Shout out to @littlewinnow for the tag!
-Three Ships-: Drarry, Sterek, Destiel. My brain is a rotating hell of these three.
-First Ship-: my first proper one was Larry Stylinson (lmao)
-Last Song-: Spotify says it was All Summer Long by Kid Rock
-Last Movie-: Fired Up! (me and my mates are slowly going through all our favourite movies from high school, Clueless is up next)
-Currently Reading-: Nothing irl, although I'm waiting for Song of Achilles to come in the post. I finish Release by hsvh last night and I'm going to start The Discreet Gentleman's Connection by pluto tonight!
-Last Thing I Wrote-: My entry for the Rarepair Fest which I finished the draft for last night (shout out to the discord sprints)
-Currently Writing-: Making the final edits on my fics for Suds and Rarepairs
-Are you named after anyone?-: I'm named after my mum's childhood doll! It came with an assigned name already (first and middle) and both she and my auntie loved it and wanted to use it. I was born before my female cousin, so I got the name!
-Favorite Subject in School-: English, History, Geography
-Do you have kids?-: Nope!
-When was the last time you cried?-: I cried laughing over this photo of a cat the other day. Don't ask me why, it just really hit the spot.
-Do you use sarcasm a lot?-: A fair bit, but I'm much more of a dry humor kind of person!
-What sports do you play/have played?-: I played Netball for like a year in primary school and absolutely hated it. Team sports are definitely not my thing, I much prefer to cheer from the sidelines!
-What’s the first thing you notice about people?-: Hair colour and the eye area e.g. eye and eyebrow shape and colour. Apparently it's weird to remember people's eye colour? Whenever I describe someone I always use that detail and people are like "how do you know that" but it's like the most basic information?? Someone tell me I'm not crazy
-Any special talents?-: Is pattern recognition a talent? If not than I'm fairly good at adlibbing. My ability to bullshit on cue knows no bounds
-Where we’re you born?-: Australia
-What are your hobbies?-: Reading, writing, buying books, going for lil walks
-How tall are you?-: 5'10
-Dream Job-: I do not dream of working lol but otherwise a travel writer. I'd love to be able to get paid to go to a bunch of different places and record my thoughts on them and have people want to hear them!
Tagging (if you want!): @stationintern @jtimu and anyone else who wants to!

◆ Action item:
Reproduce word for word the stretch of the tag-game post above starting with "-When was the" and going on through "from the sidelines!".

◆ Information supplied:
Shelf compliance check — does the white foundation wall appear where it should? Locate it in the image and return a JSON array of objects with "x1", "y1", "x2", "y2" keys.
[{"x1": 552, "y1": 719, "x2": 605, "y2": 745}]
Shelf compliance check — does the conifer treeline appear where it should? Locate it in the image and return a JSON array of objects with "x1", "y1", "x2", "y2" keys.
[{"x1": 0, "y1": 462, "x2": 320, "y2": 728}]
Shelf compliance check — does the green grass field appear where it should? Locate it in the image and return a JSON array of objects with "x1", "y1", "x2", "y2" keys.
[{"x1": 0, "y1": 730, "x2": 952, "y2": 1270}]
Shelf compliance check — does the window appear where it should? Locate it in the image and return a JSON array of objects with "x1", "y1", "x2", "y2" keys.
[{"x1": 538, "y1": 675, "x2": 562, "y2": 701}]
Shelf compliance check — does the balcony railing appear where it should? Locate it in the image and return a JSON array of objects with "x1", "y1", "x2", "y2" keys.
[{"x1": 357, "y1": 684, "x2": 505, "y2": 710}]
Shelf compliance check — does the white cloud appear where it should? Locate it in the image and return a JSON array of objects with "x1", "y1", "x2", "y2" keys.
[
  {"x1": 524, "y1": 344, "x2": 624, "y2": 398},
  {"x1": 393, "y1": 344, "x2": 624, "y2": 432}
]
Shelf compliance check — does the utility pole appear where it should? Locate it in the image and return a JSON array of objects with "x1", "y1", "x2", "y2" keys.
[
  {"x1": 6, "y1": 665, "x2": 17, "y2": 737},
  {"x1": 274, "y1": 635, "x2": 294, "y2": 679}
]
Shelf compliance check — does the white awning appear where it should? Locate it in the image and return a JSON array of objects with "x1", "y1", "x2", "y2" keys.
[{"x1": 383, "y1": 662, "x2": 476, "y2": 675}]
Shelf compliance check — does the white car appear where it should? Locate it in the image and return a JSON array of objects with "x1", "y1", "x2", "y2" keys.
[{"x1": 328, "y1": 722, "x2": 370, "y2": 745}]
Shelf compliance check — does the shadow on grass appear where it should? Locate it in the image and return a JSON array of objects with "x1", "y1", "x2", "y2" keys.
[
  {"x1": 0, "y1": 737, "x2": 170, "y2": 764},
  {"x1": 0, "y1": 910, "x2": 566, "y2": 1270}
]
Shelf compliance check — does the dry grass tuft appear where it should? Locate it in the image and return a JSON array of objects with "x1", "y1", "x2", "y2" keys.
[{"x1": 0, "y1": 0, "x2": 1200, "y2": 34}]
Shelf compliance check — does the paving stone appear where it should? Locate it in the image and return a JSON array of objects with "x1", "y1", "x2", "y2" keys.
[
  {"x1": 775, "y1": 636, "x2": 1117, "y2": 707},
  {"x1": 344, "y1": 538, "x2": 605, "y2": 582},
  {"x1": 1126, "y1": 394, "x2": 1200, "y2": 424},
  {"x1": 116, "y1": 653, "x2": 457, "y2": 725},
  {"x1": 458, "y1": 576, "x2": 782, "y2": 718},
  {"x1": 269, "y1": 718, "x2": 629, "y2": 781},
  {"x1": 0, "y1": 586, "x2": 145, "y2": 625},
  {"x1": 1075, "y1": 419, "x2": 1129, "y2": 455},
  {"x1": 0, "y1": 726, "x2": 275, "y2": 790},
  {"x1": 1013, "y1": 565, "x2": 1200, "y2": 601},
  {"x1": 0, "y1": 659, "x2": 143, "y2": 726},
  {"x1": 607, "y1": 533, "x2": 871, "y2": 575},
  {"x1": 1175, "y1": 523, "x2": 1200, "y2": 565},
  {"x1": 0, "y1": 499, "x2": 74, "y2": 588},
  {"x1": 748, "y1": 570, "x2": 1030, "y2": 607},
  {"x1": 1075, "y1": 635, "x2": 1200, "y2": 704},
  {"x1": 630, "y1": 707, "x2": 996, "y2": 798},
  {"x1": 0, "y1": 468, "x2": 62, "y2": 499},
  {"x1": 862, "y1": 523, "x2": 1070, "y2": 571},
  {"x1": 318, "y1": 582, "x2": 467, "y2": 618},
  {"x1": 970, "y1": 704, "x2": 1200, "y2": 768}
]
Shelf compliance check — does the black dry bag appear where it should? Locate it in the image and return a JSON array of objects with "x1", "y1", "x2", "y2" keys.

◆ Written response:
-When was the last time you cried?-: I cried laughing over this photo of a cat the other day. Don't ask me why, it just really hit the spot.
-Do you use sarcasm a lot?-: A fair bit, but I'm much more of a dry humor kind of person!
-What sports do you play/have played?-: I played Netball for like a year in primary school and absolutely hated it. Team sports are definitely not my thing, I much prefer to cheer from the sidelines!